Главная   Редакция    Помочь газете
  Духовенство   Библиотечка   Контакты
 

Газета основана в апреле
1993 года по благословению 
Высокопреосвященнейшего
Митрополита 
Иоанна (Снычёва)

  НАШИ ИЗДАНИЯ    «Православный Санкт-Петербург»       «Горница»       «Чадушки»       «Правило веры»       «Соборная весть»

        

К оглавлению номера

Въди

ЗАЧЕМ ХРИСТУ РОССИЯ?

Гелиан Михайлович Прохоров — доктор филологических наук, главный научный сотрудник Института русской литературы (Пушкинский Дом) РАН, профессор Российского христианского гуманитарного университета. Но не меньше, чем этими официальными титулами, он дорожит званием ученика и соработника таких великих русских учёных, как Лев Николаевич Гумилёв и Дмитрий Сергеевич Лихачёв. Потому и разговор с ним мы начали с воспоминания об этих славных учителях…

— Вот вы, Гелиан Михайлович, много общались со Львом Гумилёвым, считаете себя его учеником… Но ведь это было давно… И гумилёвская теория этногенеза тоже не сегодня утром придумана… Вы, учёный, глядя с высоты прошедших лет, не думаете ли, что труды, идеи Гумилёва несколько уже — ну не то чтобы устарели, а нуждаются в каком-то уточнении, дополнении?
○ ○ ○ ○ ○ ○ ○
§ **УСЛОВИЕ ЗАДАЧИ**
Воспроизведите полностью приведенный выше отрывок со страницы газеты с началом беседы с Гелианом Прохоровым, не меняя в нем ни одного знака.
○ ○ ○ ○ ○ ○ ○
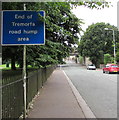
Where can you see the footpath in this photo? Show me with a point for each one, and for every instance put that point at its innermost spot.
(56, 99)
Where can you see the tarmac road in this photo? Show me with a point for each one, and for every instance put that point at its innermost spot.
(97, 89)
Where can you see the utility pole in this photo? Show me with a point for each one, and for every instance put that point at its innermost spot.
(24, 74)
(114, 44)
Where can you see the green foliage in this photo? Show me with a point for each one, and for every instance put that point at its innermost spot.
(96, 42)
(108, 58)
(81, 60)
(61, 26)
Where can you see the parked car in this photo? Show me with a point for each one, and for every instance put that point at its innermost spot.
(111, 68)
(91, 67)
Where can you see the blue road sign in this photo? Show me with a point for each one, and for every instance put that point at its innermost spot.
(22, 28)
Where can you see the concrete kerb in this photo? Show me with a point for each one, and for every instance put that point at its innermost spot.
(85, 108)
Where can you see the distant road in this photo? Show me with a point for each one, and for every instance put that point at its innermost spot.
(97, 89)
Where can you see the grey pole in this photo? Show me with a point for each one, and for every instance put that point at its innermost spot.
(114, 44)
(114, 47)
(24, 74)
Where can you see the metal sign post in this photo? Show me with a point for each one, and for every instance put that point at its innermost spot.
(23, 28)
(24, 74)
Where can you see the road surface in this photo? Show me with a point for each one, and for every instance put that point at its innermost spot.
(97, 89)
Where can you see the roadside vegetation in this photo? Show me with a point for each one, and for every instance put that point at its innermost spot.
(97, 44)
(62, 29)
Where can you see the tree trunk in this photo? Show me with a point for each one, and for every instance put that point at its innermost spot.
(13, 62)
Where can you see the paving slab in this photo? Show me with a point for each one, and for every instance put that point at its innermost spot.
(56, 99)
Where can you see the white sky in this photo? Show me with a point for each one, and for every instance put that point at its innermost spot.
(89, 16)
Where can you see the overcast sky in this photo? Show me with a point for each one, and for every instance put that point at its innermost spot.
(107, 15)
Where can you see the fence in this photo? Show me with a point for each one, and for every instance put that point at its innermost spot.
(12, 93)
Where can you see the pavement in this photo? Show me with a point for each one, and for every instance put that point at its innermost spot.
(57, 99)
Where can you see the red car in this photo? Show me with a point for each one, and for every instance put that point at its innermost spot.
(111, 68)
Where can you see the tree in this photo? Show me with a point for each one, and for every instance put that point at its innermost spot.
(96, 42)
(107, 58)
(61, 26)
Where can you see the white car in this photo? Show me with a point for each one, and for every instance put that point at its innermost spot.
(91, 67)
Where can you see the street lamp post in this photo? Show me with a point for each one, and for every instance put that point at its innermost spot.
(114, 44)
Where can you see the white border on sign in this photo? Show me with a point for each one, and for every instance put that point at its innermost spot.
(18, 44)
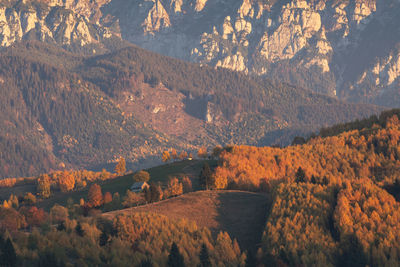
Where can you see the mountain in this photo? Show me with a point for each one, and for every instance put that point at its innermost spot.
(66, 110)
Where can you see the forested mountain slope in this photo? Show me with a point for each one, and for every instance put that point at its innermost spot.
(76, 111)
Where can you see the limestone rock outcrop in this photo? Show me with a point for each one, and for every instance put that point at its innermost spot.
(310, 43)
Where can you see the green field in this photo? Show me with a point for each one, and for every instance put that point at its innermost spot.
(241, 214)
(161, 173)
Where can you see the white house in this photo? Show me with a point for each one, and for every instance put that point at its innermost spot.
(139, 186)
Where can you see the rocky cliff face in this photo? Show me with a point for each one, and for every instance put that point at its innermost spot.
(338, 47)
(68, 23)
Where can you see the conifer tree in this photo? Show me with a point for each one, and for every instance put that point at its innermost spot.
(175, 259)
(120, 168)
(79, 230)
(300, 175)
(103, 239)
(8, 256)
(206, 176)
(204, 257)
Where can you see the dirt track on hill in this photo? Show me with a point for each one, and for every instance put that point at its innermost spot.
(241, 214)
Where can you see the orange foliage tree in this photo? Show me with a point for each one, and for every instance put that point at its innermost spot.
(95, 196)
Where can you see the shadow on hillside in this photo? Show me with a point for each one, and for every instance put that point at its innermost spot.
(243, 217)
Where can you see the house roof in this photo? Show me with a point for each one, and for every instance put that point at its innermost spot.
(139, 185)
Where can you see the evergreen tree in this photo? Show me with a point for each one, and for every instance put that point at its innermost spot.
(155, 192)
(103, 239)
(79, 230)
(353, 253)
(250, 260)
(8, 256)
(61, 226)
(300, 175)
(175, 259)
(120, 168)
(204, 257)
(146, 263)
(147, 194)
(206, 176)
(95, 196)
(313, 179)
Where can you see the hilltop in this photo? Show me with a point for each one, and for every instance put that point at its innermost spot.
(241, 214)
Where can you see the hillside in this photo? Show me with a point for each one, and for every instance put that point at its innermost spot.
(70, 111)
(345, 48)
(331, 201)
(241, 214)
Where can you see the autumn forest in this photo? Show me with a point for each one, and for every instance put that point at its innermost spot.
(332, 200)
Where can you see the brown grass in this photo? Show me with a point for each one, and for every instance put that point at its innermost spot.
(241, 214)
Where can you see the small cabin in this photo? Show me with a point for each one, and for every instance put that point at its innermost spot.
(139, 186)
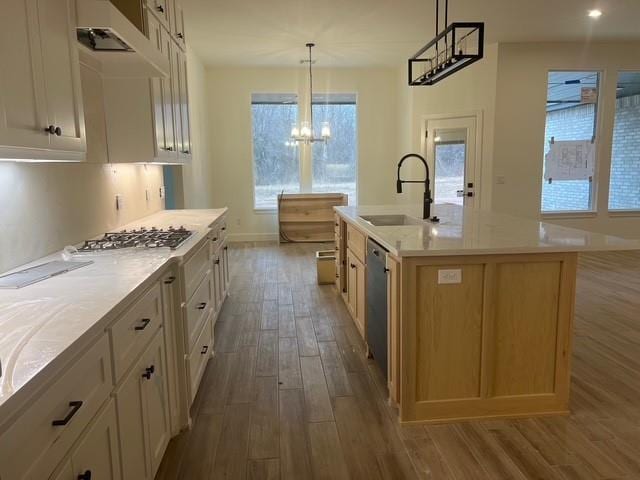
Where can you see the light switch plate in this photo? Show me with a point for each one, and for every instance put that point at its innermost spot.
(451, 276)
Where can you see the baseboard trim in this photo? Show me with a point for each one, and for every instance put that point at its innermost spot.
(253, 237)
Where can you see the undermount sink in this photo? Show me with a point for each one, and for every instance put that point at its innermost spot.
(391, 220)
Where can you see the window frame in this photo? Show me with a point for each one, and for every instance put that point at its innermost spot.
(268, 210)
(592, 211)
(618, 212)
(356, 103)
(304, 152)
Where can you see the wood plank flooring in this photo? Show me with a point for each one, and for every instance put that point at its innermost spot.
(290, 395)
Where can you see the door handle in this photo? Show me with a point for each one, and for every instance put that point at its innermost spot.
(148, 372)
(145, 322)
(75, 406)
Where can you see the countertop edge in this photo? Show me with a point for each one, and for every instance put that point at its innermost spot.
(519, 250)
(17, 402)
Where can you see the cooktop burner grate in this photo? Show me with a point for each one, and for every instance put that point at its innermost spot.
(139, 238)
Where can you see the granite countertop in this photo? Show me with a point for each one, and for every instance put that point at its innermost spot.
(467, 231)
(42, 326)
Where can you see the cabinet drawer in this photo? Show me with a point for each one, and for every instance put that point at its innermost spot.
(195, 269)
(133, 331)
(197, 310)
(198, 360)
(356, 242)
(42, 436)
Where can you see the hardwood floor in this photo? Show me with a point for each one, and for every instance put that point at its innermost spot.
(290, 394)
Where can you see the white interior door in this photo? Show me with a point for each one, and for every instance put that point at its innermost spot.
(451, 155)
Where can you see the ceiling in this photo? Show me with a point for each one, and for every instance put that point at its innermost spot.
(383, 32)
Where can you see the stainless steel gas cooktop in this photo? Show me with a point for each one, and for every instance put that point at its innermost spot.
(140, 238)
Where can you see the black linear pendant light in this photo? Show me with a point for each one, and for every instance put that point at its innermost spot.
(457, 46)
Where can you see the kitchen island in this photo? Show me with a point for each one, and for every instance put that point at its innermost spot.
(480, 307)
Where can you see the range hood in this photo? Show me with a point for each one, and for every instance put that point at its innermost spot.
(120, 48)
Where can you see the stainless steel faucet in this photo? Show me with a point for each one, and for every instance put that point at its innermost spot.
(427, 200)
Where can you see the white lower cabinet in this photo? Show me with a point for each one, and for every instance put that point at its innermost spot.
(143, 414)
(96, 455)
(111, 412)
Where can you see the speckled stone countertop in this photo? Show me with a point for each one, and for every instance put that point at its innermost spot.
(467, 231)
(44, 325)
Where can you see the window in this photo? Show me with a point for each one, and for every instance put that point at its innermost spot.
(275, 161)
(334, 163)
(570, 134)
(624, 187)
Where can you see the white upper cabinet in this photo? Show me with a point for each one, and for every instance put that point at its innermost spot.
(177, 23)
(166, 149)
(41, 112)
(185, 151)
(160, 8)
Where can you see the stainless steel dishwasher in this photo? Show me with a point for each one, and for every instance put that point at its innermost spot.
(377, 303)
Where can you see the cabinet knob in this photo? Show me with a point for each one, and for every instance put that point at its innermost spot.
(143, 324)
(53, 130)
(148, 372)
(75, 406)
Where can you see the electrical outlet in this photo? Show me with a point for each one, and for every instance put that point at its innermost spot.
(447, 277)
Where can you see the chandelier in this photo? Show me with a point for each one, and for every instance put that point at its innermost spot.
(459, 45)
(304, 133)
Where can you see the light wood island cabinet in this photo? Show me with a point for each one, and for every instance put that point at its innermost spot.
(495, 342)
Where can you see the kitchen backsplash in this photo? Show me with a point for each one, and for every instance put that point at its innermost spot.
(44, 207)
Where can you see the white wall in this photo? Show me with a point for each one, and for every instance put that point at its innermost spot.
(520, 121)
(228, 92)
(47, 206)
(198, 175)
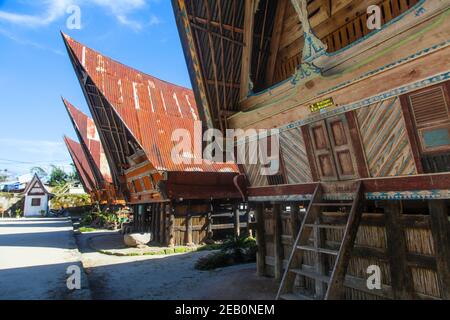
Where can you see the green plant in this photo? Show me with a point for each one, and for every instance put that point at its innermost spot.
(86, 229)
(233, 251)
(18, 213)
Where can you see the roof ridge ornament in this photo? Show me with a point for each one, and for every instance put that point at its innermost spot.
(313, 47)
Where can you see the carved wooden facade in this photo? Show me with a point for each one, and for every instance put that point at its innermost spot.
(359, 112)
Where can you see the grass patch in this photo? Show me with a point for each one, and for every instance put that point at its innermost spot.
(86, 229)
(233, 251)
(162, 252)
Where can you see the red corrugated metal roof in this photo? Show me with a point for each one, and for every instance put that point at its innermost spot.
(151, 108)
(86, 128)
(81, 164)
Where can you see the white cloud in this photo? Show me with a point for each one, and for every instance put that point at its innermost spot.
(154, 21)
(56, 9)
(26, 42)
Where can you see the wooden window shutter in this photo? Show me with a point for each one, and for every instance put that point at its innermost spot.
(430, 109)
(429, 106)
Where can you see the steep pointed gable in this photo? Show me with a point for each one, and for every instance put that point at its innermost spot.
(81, 164)
(88, 135)
(149, 108)
(36, 187)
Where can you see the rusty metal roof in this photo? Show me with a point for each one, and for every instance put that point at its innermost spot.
(81, 164)
(87, 132)
(150, 108)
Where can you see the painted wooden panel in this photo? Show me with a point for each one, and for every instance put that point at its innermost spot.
(253, 173)
(294, 155)
(385, 140)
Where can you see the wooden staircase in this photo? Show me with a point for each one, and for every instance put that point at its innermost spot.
(325, 279)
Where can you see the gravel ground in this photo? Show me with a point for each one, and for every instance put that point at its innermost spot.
(170, 277)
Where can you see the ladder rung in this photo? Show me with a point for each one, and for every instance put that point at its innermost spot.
(295, 296)
(329, 204)
(311, 274)
(325, 226)
(320, 250)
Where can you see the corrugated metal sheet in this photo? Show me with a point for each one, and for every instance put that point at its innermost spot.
(88, 132)
(150, 108)
(81, 164)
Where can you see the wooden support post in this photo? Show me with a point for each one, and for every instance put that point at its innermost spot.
(248, 46)
(154, 223)
(441, 236)
(162, 213)
(278, 245)
(171, 232)
(237, 220)
(260, 241)
(401, 277)
(158, 222)
(189, 229)
(248, 218)
(209, 222)
(319, 242)
(295, 226)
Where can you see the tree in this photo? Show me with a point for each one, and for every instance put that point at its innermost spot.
(41, 173)
(3, 175)
(74, 176)
(57, 176)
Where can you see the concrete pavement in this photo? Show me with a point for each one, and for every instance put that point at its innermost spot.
(34, 257)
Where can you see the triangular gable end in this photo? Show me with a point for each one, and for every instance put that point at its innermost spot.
(81, 164)
(88, 136)
(35, 187)
(140, 106)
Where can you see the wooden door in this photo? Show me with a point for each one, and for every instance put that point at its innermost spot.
(323, 154)
(333, 151)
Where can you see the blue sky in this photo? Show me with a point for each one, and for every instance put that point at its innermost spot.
(35, 70)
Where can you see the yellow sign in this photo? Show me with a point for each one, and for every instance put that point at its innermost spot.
(321, 105)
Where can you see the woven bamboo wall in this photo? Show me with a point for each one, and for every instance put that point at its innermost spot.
(371, 248)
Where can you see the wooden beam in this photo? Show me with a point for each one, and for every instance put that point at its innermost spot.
(247, 49)
(278, 245)
(189, 229)
(401, 276)
(441, 237)
(357, 144)
(275, 42)
(237, 227)
(171, 233)
(260, 240)
(411, 132)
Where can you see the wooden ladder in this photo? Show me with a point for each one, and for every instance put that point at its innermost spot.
(322, 284)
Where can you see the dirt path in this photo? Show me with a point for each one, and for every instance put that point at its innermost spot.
(169, 277)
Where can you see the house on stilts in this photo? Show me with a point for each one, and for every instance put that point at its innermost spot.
(363, 119)
(179, 197)
(94, 161)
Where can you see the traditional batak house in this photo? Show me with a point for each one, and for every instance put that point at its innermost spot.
(364, 130)
(180, 198)
(37, 198)
(103, 190)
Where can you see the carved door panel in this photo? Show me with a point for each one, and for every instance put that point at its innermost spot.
(342, 148)
(322, 151)
(333, 150)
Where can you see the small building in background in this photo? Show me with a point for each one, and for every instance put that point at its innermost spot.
(37, 198)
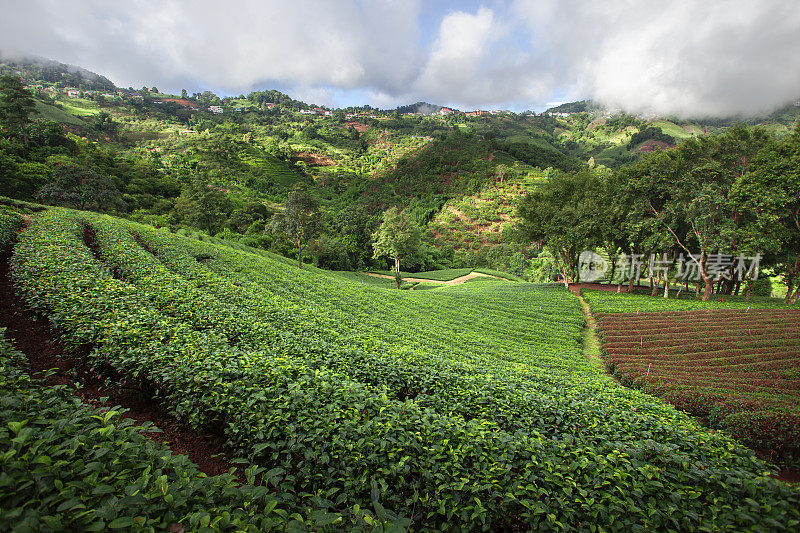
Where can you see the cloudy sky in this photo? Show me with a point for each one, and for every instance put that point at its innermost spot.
(682, 57)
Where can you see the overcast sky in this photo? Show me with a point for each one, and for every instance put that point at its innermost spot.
(681, 57)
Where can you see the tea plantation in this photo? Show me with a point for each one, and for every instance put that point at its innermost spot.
(465, 407)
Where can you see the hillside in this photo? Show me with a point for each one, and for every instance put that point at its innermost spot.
(162, 153)
(355, 405)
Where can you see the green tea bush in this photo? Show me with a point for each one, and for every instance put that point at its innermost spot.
(461, 407)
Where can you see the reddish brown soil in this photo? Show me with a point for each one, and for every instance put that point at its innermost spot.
(699, 358)
(651, 145)
(35, 337)
(312, 158)
(359, 127)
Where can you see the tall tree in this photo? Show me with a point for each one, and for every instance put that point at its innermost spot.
(300, 221)
(562, 215)
(16, 107)
(396, 237)
(81, 188)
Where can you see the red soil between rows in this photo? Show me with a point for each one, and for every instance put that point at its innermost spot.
(35, 337)
(722, 346)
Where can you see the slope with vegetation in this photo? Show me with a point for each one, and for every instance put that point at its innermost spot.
(434, 409)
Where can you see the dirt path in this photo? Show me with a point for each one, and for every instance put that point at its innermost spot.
(34, 337)
(457, 281)
(591, 342)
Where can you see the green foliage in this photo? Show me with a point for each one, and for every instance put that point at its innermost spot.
(489, 414)
(300, 220)
(650, 133)
(68, 466)
(16, 107)
(396, 237)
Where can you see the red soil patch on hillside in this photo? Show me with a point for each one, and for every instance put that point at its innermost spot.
(313, 158)
(359, 126)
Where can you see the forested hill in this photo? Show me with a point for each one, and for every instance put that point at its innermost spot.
(224, 166)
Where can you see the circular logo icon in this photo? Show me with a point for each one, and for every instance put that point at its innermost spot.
(591, 266)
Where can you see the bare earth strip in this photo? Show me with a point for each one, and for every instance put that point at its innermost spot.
(457, 281)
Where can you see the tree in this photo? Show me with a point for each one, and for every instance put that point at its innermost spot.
(204, 203)
(562, 214)
(396, 237)
(81, 188)
(300, 220)
(16, 106)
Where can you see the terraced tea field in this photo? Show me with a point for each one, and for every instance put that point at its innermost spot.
(359, 407)
(738, 368)
(736, 364)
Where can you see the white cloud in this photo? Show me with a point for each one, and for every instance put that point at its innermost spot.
(676, 56)
(672, 57)
(229, 46)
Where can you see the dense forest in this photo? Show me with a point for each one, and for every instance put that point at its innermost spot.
(523, 193)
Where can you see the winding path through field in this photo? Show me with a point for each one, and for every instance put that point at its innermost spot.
(456, 281)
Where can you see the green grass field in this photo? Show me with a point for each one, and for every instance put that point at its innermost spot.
(48, 112)
(462, 407)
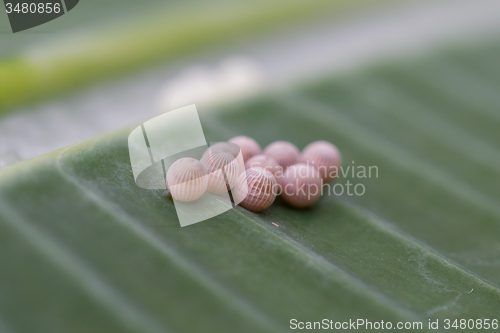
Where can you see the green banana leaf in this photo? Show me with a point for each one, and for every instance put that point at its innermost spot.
(83, 249)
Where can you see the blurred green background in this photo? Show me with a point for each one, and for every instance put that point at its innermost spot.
(410, 87)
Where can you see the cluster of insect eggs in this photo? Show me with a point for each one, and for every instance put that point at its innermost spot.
(281, 164)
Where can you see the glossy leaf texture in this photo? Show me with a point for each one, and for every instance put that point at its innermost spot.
(83, 249)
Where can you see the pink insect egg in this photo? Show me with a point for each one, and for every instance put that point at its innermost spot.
(264, 161)
(325, 157)
(220, 167)
(285, 153)
(249, 147)
(186, 179)
(301, 185)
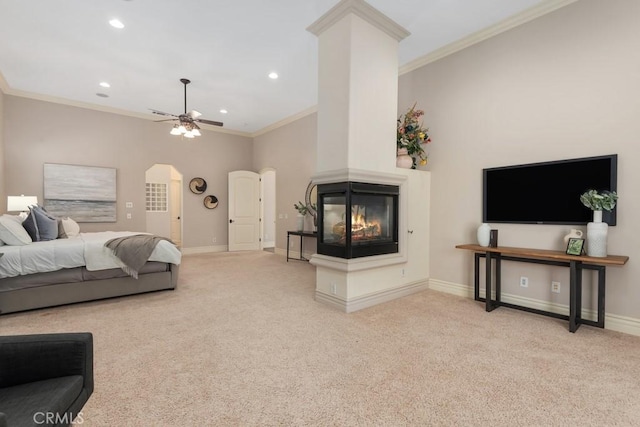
○ ○ ○ ○ ○ ○ ○
§ **РЕЗУЛЬТАТ ВЫПОЛНЕНИЯ**
Главная   Редакция    Помочь газете
  Духовенство   Библиотечка   Контакты
 

Газета основана в апреле
1993 года по благословению 
Высокопреосвященнейшего
Митрополита 
Иоанна (Снычёва)

  НАШИ ИЗДАНИЯ    «Православный Санкт-Петербург»       «Горница»       «Чадушки»       «Правило веры»       «Соборная весть»

        

К оглавлению номера

Въди

ЗАЧЕМ ХРИСТУ РОССИЯ?

Гелиан Михайлович Прохоров — доктор филологических наук, главный научный сотрудник Института русской литературы (Пушкинский Дом) РАН, профессор Российского христианского гуманитарного университета. Но не меньше, чем этими официальными титулами, он дорожит званием ученика и соработника таких великих русских учёных, как Лев Николаевич Гумилёв и Дмитрий Сергеевич Лихачёв. Потому и разговор с ним мы начали с воспоминания об этих славных учителях…

— Вот вы, Гелиан Михайлович, много общались со Львом Гумилёвым, считаете себя его учеником… Но ведь это было давно… И гумилёвская теория этногенеза тоже не сегодня утром придумана… Вы, учёный, глядя с высоты прошедших лет, не думаете ли, что труды, идеи Гумилёва несколько уже — ну не то чтобы устарели, а нуждаются в каком-то уточнении, дополнении?